Pull out every line of the records below that contains the string "jacket", copying each line in full. Matching is case-sensitive.

Provided data:
** Start **

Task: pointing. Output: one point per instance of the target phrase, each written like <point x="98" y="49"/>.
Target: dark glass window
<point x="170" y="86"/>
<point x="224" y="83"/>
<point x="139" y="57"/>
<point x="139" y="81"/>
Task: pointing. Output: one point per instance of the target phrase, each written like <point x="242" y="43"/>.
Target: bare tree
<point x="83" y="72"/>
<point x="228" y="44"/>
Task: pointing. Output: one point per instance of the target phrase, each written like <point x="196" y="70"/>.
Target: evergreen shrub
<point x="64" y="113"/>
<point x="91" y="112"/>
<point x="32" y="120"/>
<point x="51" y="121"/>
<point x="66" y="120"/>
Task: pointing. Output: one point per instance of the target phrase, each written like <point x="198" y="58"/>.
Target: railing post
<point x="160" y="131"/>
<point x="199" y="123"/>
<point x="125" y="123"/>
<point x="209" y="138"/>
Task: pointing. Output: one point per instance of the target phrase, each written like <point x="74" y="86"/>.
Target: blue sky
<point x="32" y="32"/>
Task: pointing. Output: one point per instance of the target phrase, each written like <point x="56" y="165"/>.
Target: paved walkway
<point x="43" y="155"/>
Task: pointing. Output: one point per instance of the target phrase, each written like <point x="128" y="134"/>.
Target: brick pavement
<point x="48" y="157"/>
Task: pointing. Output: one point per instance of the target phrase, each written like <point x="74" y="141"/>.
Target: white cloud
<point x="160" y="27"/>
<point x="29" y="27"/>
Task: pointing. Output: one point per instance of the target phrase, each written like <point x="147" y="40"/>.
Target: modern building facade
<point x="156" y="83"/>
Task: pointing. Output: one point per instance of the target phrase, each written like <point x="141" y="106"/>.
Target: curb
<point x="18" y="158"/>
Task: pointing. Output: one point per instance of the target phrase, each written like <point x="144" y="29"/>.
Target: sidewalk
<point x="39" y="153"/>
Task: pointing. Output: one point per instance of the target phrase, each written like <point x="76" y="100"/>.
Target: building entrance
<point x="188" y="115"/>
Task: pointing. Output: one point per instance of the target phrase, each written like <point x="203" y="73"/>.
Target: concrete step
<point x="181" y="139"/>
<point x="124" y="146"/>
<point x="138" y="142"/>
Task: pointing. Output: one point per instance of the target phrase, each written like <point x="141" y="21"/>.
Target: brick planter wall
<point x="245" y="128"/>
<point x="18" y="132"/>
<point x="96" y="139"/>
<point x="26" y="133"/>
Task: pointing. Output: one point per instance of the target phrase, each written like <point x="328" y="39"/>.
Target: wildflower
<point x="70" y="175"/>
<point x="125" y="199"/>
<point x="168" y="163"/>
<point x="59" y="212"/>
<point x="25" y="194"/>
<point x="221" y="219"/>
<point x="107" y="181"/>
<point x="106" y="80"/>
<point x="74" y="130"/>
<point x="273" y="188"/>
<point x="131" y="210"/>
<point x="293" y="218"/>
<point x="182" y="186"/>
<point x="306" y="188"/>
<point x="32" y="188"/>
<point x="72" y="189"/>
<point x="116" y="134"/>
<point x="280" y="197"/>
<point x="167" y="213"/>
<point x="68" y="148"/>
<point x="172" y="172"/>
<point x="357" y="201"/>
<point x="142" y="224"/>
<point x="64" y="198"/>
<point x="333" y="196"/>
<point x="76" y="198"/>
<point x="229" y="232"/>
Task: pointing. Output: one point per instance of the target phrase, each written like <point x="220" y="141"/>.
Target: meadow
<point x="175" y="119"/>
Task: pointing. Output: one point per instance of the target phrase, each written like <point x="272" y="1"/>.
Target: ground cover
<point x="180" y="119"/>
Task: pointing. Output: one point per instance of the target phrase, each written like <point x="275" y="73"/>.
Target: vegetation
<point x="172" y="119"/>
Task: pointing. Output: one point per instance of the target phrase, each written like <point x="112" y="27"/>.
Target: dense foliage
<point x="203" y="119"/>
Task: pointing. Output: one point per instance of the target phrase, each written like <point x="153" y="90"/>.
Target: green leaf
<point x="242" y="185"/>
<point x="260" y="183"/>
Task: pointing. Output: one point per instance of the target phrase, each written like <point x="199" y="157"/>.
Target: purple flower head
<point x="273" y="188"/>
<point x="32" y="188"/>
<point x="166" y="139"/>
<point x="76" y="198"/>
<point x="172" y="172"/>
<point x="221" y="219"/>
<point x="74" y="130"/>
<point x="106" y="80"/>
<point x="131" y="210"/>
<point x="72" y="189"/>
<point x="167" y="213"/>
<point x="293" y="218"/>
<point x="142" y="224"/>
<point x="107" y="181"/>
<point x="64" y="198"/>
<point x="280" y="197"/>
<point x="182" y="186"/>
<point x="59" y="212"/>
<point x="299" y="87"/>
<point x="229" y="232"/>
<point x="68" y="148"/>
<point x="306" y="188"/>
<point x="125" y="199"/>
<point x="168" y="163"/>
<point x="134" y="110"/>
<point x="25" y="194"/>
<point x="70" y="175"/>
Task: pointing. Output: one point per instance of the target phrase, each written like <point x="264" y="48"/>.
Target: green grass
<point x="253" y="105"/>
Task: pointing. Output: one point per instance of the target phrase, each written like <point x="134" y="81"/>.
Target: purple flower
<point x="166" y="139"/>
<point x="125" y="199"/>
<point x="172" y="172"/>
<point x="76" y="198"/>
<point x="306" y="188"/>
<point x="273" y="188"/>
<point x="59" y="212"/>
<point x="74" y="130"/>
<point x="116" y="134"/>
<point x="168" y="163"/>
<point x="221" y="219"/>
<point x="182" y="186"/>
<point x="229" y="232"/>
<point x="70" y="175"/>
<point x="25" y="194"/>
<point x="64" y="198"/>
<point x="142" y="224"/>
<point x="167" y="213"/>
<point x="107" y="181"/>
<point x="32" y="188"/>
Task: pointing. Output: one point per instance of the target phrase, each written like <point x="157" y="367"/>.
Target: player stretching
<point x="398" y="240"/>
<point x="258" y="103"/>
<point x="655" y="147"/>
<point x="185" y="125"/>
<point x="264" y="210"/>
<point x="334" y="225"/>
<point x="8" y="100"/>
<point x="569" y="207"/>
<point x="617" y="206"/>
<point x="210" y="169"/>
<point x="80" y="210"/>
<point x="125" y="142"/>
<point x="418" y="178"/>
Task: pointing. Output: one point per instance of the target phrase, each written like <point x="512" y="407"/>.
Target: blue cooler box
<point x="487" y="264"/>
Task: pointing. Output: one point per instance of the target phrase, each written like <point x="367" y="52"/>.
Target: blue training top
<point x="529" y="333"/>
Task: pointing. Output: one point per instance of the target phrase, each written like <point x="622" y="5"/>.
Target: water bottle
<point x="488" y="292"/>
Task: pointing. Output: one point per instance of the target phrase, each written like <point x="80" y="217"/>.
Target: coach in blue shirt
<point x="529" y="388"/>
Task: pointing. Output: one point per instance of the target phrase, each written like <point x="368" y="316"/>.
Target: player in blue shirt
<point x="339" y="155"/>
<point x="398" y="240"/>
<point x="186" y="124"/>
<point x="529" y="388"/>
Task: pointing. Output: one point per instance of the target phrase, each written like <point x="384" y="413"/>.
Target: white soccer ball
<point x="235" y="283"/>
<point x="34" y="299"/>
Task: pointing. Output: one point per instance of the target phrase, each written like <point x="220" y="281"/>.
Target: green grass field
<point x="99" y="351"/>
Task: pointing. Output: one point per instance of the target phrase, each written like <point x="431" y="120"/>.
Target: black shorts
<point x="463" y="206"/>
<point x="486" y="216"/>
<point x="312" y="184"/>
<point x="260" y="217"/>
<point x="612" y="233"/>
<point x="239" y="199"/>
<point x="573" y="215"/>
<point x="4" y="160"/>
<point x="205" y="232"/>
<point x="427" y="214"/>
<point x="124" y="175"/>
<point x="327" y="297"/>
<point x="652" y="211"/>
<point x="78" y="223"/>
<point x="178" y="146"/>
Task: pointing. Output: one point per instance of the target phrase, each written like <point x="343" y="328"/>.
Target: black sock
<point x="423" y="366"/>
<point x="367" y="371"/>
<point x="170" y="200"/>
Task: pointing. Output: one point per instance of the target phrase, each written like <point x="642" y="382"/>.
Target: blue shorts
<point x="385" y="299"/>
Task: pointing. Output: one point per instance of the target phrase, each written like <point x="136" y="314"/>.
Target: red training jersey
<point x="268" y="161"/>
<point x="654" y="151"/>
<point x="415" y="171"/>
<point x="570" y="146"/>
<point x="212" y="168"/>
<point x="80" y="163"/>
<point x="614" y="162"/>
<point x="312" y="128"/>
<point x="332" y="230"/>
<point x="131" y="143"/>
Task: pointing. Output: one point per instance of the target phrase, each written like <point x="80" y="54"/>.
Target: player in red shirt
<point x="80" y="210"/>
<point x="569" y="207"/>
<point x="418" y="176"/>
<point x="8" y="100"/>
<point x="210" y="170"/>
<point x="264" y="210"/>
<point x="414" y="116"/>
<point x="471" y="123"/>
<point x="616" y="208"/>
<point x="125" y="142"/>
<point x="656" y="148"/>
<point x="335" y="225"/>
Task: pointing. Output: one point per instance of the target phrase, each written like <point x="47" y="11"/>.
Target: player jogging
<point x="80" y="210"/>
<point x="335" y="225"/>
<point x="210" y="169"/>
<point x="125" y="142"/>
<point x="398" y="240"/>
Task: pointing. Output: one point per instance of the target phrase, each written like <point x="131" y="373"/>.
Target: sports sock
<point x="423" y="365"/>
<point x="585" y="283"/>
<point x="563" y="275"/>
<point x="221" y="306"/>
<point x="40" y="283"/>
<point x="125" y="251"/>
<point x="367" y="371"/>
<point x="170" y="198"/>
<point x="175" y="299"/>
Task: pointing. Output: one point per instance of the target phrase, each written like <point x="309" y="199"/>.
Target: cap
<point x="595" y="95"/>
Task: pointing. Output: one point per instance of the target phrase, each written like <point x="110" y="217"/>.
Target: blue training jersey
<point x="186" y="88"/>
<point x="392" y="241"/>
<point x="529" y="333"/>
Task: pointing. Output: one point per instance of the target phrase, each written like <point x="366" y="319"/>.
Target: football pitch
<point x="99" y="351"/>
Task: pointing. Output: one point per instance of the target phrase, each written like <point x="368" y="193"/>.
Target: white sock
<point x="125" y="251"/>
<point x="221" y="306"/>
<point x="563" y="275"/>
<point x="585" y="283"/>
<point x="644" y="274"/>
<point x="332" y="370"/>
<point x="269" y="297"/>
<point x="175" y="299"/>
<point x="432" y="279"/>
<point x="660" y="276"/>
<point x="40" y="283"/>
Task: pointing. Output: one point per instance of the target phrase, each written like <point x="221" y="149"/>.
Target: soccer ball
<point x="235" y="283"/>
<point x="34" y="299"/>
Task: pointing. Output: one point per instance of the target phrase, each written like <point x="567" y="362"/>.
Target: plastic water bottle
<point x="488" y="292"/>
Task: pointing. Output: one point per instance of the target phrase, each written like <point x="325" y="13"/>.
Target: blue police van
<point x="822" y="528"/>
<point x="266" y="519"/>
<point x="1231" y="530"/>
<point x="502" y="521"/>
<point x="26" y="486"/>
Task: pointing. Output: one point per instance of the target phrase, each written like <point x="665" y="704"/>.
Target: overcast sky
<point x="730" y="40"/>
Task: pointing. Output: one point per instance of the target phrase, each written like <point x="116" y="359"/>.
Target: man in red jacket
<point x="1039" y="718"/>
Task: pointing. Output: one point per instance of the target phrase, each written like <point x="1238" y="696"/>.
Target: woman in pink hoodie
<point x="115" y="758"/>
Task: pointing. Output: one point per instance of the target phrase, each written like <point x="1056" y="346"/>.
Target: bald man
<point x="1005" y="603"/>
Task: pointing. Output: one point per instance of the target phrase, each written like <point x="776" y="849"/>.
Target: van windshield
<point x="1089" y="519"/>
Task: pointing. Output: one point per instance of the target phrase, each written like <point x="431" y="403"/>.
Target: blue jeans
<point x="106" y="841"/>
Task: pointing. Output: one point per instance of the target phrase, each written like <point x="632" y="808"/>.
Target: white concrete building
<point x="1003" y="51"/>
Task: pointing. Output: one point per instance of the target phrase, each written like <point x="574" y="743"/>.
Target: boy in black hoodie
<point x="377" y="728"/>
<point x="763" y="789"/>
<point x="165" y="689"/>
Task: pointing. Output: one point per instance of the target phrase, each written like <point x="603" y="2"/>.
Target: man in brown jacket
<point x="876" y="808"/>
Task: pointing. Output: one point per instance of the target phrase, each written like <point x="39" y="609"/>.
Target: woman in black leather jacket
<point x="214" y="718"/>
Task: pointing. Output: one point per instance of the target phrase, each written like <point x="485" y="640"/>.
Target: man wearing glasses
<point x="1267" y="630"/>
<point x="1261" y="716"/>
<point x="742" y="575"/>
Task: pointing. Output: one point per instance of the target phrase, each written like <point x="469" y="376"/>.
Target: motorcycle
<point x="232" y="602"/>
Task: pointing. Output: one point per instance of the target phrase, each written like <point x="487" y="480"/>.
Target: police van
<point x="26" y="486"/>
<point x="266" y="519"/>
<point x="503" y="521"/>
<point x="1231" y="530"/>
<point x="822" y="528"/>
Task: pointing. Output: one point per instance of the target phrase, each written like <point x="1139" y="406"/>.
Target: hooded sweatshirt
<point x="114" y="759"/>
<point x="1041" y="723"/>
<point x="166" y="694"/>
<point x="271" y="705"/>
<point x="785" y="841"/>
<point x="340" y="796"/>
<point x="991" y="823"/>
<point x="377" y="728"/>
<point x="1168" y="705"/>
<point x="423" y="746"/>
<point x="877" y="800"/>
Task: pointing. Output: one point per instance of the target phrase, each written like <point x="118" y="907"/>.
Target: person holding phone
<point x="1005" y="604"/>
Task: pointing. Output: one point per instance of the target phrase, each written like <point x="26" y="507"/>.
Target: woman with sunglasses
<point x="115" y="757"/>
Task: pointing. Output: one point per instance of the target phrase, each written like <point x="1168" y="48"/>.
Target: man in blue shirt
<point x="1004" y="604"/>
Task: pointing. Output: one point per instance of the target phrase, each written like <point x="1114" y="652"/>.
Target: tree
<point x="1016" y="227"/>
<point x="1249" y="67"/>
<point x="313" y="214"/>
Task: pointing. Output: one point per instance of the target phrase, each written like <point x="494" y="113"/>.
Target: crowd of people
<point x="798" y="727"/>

** End **

Exercise solution:
Target: man in red jacket
Target: man in brown jacket
Target: woman in black leather jacket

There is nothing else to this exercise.